- TASKS AND EXERCISES:
• A. According to the La Ventana campground letter, what is the campground a cross between?
• B. Summarize the La Ventana campground letter in two sentences.
• C. Extend the La Ventana campground letter, picking up after its last sentence.

- EXCERPT:
● ● ● ●

Got an email from a friend today. They are spending the winter in Baja. Pam writes very well and I thought I would share her unique Mexico perspective.


Hola amigos,
Whoever said "You can never go back" has not been to the La Ventana campground in Baja, Mexico. It is a cross between a refugee camp and Woodstock. It is tents and vans and mo-hos (motorhomes), our 1948 bus, woven palm frond shelters, driftwood forts, and canvas Costco sheds full of windsurfing and kiteboarding gear. We jockey for space and spread out our tarps, peg them down and sweep the relentless sand off them daily, erect outdoor shower stalls, build tables from scrounged lumber and building blocks hauled painstakingly down the beach, jury-rig ropes and pulleys and old kites for shade biminis, construct a coffee table from a worn-out windsurfer, devise fish smokers, string laundry lines between the palm trees, buy potted poinsettias and roses from the old Mexican roadside vendor and his grandson to landscape our "yards", and hang seashell and driftwood mobiles from our awnings. Most of us are camping here for a few months and we can indulge our inner Robinson Crusoe at leisure and at length. We check out each other's tarpage and covet one another's portable propane hot-water-on-demand. Leatherman knives and Petzl headlamps abound. Boy Scoutery flourishes.

● ● ● ●

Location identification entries
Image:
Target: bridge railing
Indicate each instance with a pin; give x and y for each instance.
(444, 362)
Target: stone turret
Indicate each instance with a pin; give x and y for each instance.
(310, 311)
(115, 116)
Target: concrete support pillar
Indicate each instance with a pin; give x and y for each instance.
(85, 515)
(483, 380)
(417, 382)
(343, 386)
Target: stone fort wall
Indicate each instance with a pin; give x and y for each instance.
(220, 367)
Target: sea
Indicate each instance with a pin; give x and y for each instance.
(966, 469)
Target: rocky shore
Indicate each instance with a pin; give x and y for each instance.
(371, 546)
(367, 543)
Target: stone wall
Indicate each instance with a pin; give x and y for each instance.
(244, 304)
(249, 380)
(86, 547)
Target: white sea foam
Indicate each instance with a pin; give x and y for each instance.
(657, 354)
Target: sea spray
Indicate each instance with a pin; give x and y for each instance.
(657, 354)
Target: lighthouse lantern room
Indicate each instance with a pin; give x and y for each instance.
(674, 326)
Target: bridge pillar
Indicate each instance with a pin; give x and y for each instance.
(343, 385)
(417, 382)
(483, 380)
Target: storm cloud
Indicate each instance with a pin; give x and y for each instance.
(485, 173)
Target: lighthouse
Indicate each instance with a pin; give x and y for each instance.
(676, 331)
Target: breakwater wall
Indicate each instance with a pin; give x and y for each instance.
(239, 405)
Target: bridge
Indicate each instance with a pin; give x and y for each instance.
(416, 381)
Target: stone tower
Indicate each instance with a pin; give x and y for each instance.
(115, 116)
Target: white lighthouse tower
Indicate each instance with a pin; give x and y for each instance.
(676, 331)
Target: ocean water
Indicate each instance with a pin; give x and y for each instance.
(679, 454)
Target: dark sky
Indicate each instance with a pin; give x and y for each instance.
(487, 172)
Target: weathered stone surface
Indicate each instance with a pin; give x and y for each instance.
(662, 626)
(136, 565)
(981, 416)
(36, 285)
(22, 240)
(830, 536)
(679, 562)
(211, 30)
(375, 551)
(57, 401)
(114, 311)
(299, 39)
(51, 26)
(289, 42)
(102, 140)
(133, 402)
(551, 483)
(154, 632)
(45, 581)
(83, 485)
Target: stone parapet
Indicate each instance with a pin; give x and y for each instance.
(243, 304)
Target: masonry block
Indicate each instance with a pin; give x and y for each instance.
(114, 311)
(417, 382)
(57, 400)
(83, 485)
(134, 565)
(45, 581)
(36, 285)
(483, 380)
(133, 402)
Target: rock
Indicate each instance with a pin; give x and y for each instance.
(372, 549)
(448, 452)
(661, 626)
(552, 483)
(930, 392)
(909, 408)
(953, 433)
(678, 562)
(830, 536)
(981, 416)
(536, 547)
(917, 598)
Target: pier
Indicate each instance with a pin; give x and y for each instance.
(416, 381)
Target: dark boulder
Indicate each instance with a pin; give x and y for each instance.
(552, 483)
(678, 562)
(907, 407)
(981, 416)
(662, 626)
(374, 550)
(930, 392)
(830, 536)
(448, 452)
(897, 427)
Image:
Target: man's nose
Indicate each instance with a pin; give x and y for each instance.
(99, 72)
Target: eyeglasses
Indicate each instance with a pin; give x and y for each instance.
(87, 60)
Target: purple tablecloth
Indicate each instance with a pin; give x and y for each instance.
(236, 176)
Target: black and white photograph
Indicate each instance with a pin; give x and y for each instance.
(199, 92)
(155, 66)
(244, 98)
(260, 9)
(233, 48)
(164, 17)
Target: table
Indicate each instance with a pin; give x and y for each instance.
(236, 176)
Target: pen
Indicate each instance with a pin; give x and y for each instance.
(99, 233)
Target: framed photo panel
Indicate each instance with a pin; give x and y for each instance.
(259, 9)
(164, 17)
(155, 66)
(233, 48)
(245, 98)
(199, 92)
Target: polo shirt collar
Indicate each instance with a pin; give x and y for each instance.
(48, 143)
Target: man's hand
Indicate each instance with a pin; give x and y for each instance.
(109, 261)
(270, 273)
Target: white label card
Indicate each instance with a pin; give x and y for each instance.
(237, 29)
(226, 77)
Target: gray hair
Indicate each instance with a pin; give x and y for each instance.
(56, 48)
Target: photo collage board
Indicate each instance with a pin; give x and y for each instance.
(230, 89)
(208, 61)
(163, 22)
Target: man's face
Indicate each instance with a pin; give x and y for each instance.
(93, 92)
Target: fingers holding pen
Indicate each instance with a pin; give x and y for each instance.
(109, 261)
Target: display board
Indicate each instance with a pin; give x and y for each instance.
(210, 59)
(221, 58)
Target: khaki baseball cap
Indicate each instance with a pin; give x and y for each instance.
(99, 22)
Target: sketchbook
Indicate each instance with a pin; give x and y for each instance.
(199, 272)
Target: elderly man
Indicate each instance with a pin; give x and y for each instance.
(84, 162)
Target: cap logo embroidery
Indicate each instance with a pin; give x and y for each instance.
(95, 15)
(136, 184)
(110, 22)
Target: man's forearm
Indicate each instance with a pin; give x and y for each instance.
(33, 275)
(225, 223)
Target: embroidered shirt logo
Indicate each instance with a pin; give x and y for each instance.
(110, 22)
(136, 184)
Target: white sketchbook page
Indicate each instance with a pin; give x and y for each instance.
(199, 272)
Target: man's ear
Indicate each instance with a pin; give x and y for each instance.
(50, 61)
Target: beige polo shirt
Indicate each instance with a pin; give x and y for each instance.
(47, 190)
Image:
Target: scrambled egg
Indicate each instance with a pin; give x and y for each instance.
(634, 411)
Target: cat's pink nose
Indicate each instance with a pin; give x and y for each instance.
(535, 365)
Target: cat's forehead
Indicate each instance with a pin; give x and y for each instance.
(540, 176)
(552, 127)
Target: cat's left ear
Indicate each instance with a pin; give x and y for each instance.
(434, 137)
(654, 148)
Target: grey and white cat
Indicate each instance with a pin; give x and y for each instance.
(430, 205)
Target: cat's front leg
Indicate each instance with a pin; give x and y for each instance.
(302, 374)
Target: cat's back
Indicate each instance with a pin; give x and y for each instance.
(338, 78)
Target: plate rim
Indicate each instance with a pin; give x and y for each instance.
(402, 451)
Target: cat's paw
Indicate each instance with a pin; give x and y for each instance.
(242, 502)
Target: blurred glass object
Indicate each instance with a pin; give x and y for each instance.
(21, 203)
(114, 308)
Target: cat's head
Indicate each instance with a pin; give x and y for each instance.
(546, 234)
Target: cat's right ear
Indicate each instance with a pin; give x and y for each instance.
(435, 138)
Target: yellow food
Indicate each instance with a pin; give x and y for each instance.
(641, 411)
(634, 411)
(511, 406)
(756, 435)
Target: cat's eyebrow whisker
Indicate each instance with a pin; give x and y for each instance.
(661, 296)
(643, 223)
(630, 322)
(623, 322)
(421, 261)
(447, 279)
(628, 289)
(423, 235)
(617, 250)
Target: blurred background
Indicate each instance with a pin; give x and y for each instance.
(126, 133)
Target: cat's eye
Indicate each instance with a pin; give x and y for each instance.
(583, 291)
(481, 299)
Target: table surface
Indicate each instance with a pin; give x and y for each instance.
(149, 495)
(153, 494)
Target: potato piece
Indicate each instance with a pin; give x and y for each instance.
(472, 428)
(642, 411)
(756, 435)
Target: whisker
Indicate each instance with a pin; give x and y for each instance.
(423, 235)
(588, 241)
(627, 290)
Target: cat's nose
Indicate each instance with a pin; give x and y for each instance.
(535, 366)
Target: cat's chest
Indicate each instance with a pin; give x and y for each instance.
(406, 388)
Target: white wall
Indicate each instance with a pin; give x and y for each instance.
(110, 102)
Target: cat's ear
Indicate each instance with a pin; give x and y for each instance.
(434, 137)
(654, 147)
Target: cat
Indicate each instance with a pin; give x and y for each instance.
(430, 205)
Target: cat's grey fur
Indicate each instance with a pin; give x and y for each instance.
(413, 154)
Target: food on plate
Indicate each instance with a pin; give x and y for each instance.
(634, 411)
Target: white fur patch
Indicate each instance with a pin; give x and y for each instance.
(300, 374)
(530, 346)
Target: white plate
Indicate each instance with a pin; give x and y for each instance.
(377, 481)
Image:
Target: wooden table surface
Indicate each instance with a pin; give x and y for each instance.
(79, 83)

● ● ● ●

- SET OF ANSWERS:
• A. A refugee camp and Woodstock.

• B. Pam, a friend spending the winter in Baja, describes the La Ventana campground as a cross between a refugee camp and Woodstock, crowded with tents, vans, motorhomes, palm frond shelters, driftwood forts, and sheds full of windsurfing and kiteboarding gear. Most campers stay for a few months, building tables, shade, outdoor showers, and decorations from scrounged materials while coveting one another's tarps and gear.

• C.
Mexico is inefficient and quixotic. Sometimes it is unnecesarily loud with dynamite-laden M60 fireworks, speakers mounted on pickup truck roofs shouting anything from political propoganda to propane gas ads. Jake brakes on transport semis are apparently installed to cheer the driver up and prevent the night from sounding lonely. Ditto for horns. Dogs bark and bark and bark as soon as it's dark. Gallos crow defiantly in the dawn, daring anyone to get the stock pot ready. Other times it is quiet the way only the desert can be, when you have hiked deep among the cacti and brush to find miniature yellow flowers carpeting the ground, a tiny lizard with stripes as brilliant as a tropical fish. You grow more quiet yourself, so you can hear the hum of an insect, the whisper of sand underfoot, something that will speak to you of the long history of how the Indians and Spaniards survived. A vulture perched on a huge cardon cactus is unaware that he is a desert cliche.

The campground is a sociological experiment. Strong characters are forced to share space and play nice. Mondays and Fridays the fresh veggie truck comes with vibrant chard, bushels of sweet key limes, avos, oranges and garlic, bags of fresh popcorn, hot chiles, strawberries. Tuesdays and Saturdays the bakery van slips in and the campers run like children called by the ice cream truck. We line up for the trays of doughnuts, apple fritters, lemon turnovers, chocolate-dipped macaroons, heavy banana cake, crusty bolillos, and fresh-squeezed litros of orange-carrot or beet-orange juice. Jaak drifts home with a powdered sugar mustache and a little paper bag of cinnamon twists clutched in his trans-fat-sticky hands. We eat fish tacos, barbecued sierra and bonito, mangoes with salt and lime, fresh tortillas, soft and crispy, with peanut butter and banana.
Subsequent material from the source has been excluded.